▸ ACCIONES A REALIZAR
• a. Enumera todas las ciudades que se mencionan en el texto sobre el ruido.
• b. Reproduce el texto sobre el ruido desde "Por Loreley Gaffoglio" hasta "position del ruido.", incluidas ambas expresiones.

▸ FRAGMENTO DEL TEXTO
_ _ _ _ _ _ _

Una desesperada búsqueda de silencio para fóbicos del ruido

Una desesperada búsqueda de silencio para fóbicos del ruido

Por Loreley Gaffoglio
“En un futuro la gente va a pagar por silencio”, me anunciaba con tono profético la psicóloga Pilar Sordo, mientras Buenos Aires trepaba al cuarto puesto mundial entre las urbes con mayor contaminación sonora del planeta. Nada de falsas modestias. Adelantados como somos, los porteños nos acomodamos detrás de Tokio, Nagasaki y Nueva York en la pole position del ruido.

_ _ _ _ _ _ _

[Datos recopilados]

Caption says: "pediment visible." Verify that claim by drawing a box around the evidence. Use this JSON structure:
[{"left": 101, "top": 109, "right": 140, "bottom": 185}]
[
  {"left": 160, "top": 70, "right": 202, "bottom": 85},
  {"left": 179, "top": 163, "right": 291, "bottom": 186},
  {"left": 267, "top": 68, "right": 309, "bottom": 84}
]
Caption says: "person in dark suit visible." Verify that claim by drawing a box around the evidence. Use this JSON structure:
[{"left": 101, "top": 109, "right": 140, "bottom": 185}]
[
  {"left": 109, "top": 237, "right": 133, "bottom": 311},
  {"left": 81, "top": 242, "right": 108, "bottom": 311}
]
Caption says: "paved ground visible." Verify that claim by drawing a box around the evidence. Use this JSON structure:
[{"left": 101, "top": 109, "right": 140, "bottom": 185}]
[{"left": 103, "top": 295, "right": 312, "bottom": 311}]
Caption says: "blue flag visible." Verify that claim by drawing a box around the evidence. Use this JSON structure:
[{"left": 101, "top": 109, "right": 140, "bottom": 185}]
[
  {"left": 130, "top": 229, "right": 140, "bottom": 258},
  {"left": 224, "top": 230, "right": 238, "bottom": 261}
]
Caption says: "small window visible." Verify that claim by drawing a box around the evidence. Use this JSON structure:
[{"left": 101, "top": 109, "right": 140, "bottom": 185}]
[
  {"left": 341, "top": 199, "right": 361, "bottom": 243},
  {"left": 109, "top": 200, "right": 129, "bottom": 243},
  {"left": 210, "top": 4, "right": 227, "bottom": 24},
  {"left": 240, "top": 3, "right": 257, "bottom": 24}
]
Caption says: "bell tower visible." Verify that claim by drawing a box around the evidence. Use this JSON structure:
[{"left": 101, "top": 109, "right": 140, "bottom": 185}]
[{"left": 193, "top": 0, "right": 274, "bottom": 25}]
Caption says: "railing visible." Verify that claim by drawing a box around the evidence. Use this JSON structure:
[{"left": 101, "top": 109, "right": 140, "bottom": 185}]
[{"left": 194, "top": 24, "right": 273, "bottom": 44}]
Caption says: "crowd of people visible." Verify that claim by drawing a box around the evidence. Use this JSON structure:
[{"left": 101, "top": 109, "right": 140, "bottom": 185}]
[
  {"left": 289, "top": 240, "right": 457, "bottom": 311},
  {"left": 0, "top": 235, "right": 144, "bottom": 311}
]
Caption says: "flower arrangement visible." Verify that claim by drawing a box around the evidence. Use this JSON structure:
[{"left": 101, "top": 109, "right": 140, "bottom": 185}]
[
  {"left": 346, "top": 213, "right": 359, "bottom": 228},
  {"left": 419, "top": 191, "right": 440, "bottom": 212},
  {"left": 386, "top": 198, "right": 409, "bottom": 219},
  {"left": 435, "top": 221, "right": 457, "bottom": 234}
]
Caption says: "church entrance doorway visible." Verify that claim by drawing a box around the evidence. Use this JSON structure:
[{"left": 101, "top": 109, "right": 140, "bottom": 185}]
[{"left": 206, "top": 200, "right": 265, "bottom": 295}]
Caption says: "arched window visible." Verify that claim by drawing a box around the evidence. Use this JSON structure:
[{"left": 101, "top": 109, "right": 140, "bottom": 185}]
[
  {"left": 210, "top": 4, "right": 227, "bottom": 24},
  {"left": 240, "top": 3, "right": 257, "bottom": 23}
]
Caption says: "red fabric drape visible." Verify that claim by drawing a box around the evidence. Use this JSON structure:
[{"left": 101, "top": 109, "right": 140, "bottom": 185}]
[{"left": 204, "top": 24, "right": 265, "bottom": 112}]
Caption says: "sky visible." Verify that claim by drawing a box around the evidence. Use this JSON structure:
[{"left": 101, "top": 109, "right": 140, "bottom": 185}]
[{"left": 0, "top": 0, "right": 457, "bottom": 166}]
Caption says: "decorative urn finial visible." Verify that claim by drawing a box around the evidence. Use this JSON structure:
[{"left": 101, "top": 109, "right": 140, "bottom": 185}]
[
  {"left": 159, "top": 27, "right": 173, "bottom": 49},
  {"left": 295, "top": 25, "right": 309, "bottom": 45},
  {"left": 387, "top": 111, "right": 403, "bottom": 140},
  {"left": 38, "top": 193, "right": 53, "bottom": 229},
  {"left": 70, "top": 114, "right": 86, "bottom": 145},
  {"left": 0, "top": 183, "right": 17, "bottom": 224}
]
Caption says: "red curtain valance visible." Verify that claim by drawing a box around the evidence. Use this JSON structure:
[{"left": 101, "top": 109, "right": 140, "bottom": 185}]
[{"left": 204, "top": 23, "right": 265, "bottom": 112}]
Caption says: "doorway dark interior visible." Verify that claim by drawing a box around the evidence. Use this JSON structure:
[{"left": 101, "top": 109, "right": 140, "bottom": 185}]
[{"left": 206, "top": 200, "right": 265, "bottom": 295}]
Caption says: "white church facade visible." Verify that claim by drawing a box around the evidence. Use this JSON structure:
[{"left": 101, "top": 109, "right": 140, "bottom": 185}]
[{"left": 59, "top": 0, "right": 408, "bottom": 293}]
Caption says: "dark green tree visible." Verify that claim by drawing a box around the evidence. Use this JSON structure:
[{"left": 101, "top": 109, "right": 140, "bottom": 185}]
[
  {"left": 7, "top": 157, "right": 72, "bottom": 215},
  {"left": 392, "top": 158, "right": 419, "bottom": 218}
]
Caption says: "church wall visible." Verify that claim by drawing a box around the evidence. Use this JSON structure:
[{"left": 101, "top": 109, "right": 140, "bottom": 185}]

_ _ _ _ _ _ _

▸ RESPUESTAS
• a. Buenos Aires, Tokio, Nagasaki, Nueva York

• b.
Por Loreley Gaffoglio
“En un futuro la gente va a pagar por silencio”, me anunciaba con tono profético la psicóloga Pilar Sordo, mientras Buenos Aires trepaba al cuarto puesto mundial entre las urbes con mayor contaminación sonora del planeta. Nada de falsas modestias. Adelantados como somos, los porteños nos acomodamos detrás de Tokio, Nagasaki y Nueva York en la pole position del ruido.